* GOAL OF THE EXERCISE:
Produce as output only the lines below starting at the line with "Each instance of the river" and continuing through the line with "Each instance of the person", each one exactly as written.

********

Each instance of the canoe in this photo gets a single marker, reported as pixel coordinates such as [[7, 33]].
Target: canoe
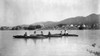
[[43, 36], [34, 37]]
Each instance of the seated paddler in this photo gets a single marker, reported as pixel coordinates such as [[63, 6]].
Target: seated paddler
[[65, 32]]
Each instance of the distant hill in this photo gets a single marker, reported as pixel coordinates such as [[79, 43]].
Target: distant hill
[[46, 24], [90, 19]]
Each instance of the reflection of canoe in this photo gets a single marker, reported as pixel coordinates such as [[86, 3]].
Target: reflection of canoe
[[69, 35], [43, 36], [34, 37]]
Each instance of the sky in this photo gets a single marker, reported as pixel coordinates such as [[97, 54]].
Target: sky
[[17, 12]]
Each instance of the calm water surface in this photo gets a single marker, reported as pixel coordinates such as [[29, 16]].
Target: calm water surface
[[66, 46]]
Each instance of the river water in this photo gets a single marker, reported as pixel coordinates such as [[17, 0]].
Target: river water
[[65, 46]]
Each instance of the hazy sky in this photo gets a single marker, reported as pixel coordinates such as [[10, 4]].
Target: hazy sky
[[15, 12]]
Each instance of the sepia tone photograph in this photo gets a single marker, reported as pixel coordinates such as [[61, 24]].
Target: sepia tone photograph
[[49, 27]]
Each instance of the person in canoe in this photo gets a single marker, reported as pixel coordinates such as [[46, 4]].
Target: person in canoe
[[65, 32], [49, 33], [25, 34], [60, 32], [41, 32], [34, 33]]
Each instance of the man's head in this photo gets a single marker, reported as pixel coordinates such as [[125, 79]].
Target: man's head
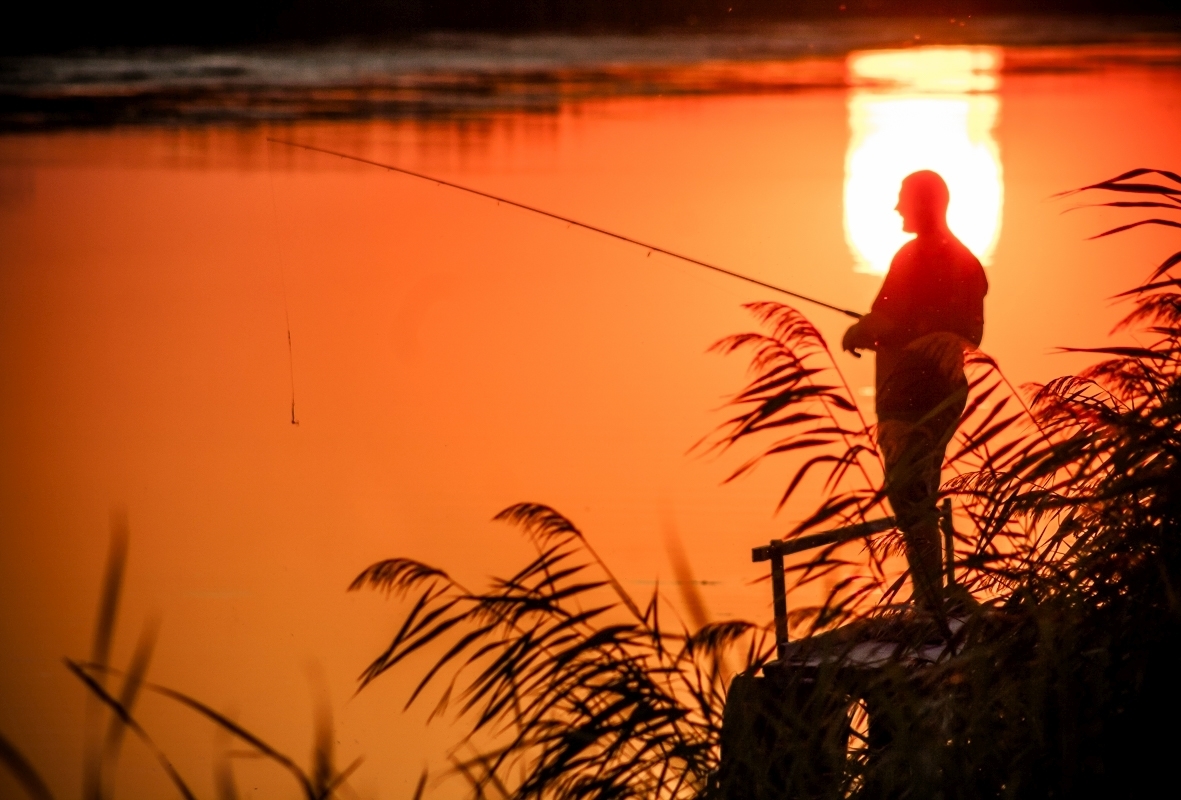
[[922, 202]]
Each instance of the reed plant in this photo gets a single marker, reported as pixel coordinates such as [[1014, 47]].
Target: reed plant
[[1059, 678], [111, 714]]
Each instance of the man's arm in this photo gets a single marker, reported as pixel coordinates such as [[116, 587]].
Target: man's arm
[[868, 331]]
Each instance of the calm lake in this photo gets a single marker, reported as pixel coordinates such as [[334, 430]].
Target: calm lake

********

* WORKED SOLUTION:
Each instance of the river water in this photo gets a single marker, reported as pixel coordinates such as [[17, 0]].
Target: river water
[[65, 46]]
Each instance of the hazy sky in this photo gets a single marker, reported as pixel coordinates such as [[10, 4]].
Target: hazy sky
[[15, 12]]
Each instance of the sepia tone photograph in this photo gets a single marker, reported as pixel coordinates such as [[61, 24]].
Target: sepia tone photograph
[[49, 27]]
Each instance of the person in canoe in this photo gets a single marker, reported as pixel coordinates such as [[46, 4]].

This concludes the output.